■ **Extracted records**
-- START --

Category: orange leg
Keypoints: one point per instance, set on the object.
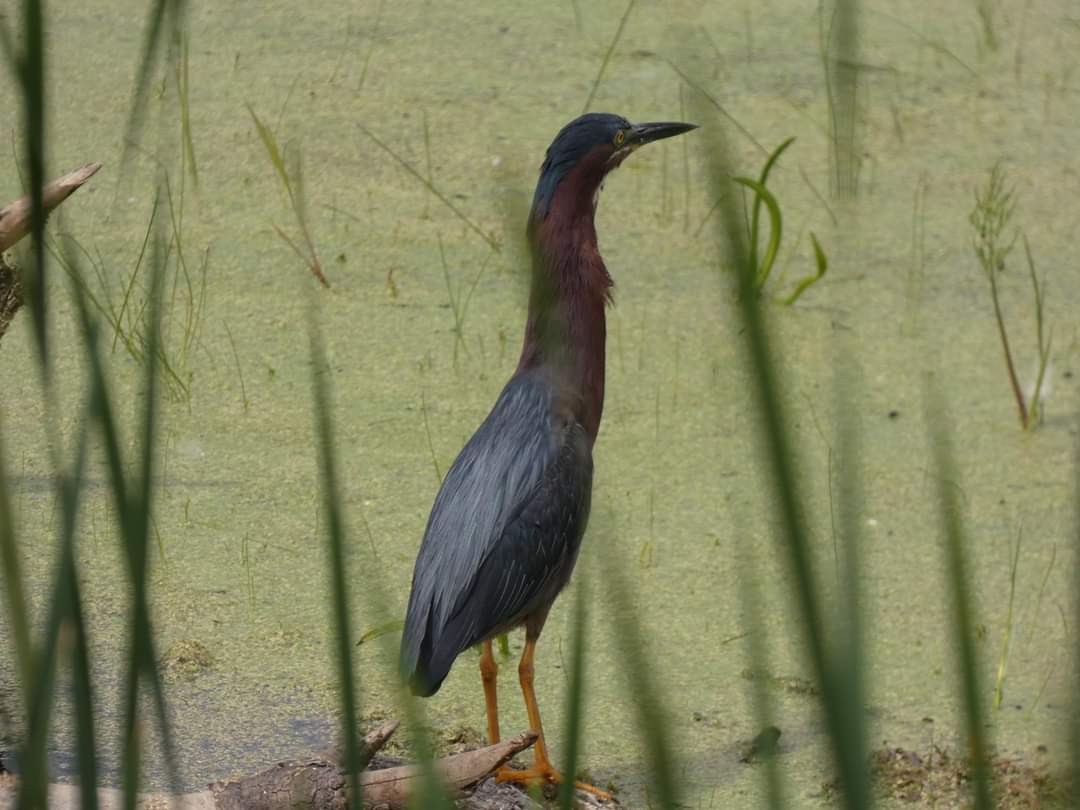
(542, 769)
(488, 673)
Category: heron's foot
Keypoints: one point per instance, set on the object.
(542, 771)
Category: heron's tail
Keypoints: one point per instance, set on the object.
(426, 655)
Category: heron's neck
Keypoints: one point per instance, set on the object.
(566, 329)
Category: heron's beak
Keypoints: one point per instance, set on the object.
(648, 133)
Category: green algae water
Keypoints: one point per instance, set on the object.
(471, 96)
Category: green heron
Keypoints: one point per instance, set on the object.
(507, 524)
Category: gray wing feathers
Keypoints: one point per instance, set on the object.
(491, 478)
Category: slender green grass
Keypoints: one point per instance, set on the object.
(1072, 734)
(336, 558)
(993, 241)
(999, 682)
(831, 670)
(838, 49)
(575, 697)
(240, 370)
(648, 701)
(292, 180)
(164, 31)
(12, 575)
(1043, 340)
(458, 308)
(962, 610)
(757, 655)
(488, 239)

-- END --

■ **Goal**
Please reproduce the material from the line that has "Category: green algae water" through the end, renaming "slender" to "thin" and leaving everything else unchanged.

■ **The response**
Category: green algae water
Keypoints: one point per instance, set on the object.
(471, 96)
Category: green heron
Keypoints: one point per instance, set on the object.
(507, 524)
Category: gray wing feathers
Keypoints: one point per instance, set on the object.
(491, 478)
Category: thin green grass
Keypoints: one point per instance, set on the object.
(1072, 734)
(336, 558)
(993, 241)
(999, 682)
(831, 670)
(838, 49)
(575, 697)
(240, 370)
(648, 701)
(292, 180)
(164, 31)
(12, 575)
(1043, 340)
(458, 308)
(962, 610)
(757, 655)
(488, 239)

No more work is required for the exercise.